▸ Exercise
Copy out, word for word, the items starting at the line containing "Pin every instance of the water" and ending with the last line of the items, both ends included.

[Stored entries]
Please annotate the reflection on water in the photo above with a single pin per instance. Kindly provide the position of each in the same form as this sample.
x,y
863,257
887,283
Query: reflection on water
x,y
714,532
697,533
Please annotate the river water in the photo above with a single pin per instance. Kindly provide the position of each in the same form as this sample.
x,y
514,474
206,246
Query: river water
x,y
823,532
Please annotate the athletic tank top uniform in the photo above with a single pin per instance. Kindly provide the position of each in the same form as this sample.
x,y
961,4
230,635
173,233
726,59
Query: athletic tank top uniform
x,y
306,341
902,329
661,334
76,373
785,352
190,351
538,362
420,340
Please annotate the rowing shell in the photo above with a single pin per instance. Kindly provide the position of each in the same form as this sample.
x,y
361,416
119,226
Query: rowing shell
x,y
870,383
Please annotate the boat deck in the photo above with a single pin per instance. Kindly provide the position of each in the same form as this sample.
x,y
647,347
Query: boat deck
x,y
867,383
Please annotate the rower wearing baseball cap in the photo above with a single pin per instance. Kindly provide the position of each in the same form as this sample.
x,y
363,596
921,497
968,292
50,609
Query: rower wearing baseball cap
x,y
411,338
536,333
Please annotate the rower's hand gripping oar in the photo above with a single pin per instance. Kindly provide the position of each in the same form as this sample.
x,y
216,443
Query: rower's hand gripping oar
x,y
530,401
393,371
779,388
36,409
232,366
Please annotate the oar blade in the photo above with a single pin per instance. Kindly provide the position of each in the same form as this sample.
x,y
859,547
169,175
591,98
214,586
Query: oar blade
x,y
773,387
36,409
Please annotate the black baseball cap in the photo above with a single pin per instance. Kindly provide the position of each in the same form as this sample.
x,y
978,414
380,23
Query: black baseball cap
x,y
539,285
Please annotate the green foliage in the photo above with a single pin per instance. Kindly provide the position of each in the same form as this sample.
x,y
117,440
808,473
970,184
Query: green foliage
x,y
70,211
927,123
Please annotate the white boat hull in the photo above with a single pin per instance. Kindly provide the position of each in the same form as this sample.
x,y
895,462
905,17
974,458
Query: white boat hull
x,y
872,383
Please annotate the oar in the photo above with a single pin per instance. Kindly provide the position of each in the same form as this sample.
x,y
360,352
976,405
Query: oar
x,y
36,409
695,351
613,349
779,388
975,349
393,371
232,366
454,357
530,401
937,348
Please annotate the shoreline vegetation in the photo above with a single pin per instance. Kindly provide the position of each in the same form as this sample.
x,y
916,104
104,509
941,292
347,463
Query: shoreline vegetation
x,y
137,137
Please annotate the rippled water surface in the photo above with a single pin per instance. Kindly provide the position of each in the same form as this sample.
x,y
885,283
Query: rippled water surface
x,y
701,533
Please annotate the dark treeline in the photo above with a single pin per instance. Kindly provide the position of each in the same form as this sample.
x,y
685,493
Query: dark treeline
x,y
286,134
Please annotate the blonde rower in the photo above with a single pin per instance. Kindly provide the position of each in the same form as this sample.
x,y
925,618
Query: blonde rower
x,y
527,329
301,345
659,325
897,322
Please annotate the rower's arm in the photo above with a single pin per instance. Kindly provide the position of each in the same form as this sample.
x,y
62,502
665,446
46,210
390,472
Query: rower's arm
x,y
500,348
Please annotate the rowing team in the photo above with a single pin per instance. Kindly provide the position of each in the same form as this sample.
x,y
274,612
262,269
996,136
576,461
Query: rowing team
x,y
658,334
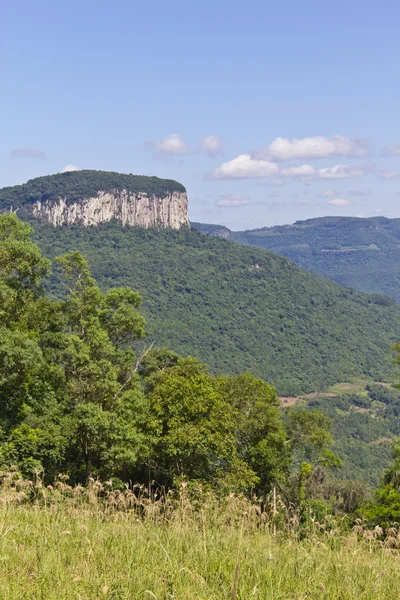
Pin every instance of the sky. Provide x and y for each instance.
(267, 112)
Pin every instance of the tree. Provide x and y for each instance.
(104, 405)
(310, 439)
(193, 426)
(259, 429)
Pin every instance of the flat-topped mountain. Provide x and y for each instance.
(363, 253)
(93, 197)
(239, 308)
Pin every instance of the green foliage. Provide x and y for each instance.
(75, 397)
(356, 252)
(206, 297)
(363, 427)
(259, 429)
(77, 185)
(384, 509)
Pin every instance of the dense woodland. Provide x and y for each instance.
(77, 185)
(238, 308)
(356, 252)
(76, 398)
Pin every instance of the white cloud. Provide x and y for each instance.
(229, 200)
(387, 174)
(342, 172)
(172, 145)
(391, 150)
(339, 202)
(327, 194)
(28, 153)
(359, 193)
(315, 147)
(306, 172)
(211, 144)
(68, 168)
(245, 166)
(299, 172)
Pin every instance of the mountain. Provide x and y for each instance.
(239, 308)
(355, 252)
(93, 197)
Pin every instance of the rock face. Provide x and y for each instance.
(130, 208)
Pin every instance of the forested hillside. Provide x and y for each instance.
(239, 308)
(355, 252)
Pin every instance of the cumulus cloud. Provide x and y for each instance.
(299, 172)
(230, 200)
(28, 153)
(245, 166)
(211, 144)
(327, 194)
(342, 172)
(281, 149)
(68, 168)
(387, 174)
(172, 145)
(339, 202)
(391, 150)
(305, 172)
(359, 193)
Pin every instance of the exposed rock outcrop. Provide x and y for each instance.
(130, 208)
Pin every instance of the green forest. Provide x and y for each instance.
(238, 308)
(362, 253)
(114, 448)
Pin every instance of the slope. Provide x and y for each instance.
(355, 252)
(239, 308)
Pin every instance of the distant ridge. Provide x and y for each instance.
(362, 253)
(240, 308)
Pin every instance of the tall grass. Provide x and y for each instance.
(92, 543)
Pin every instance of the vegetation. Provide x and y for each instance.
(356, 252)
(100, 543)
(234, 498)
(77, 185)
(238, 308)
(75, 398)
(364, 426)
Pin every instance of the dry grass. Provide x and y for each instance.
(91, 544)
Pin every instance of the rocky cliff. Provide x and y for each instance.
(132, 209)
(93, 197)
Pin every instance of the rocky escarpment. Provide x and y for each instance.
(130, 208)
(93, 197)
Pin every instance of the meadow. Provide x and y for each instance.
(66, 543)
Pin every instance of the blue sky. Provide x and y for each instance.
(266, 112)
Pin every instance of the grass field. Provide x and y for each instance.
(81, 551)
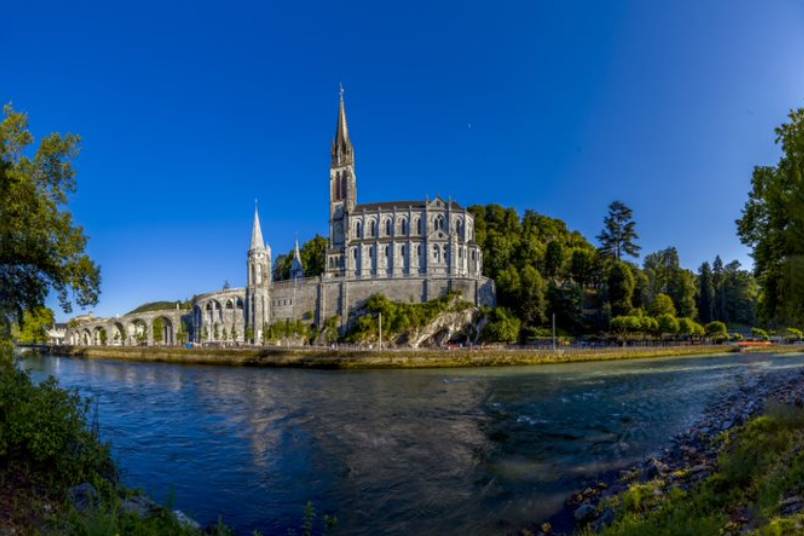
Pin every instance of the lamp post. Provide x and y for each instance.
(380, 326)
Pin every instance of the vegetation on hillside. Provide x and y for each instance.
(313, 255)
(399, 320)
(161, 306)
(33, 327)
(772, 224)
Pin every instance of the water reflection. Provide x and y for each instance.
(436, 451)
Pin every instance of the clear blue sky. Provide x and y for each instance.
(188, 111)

▸ In response
Pin every instance of the water reflection. Provide x and y for each instance.
(436, 451)
Pin every instance of the clear blue sky. Provide x and y for each instance.
(188, 111)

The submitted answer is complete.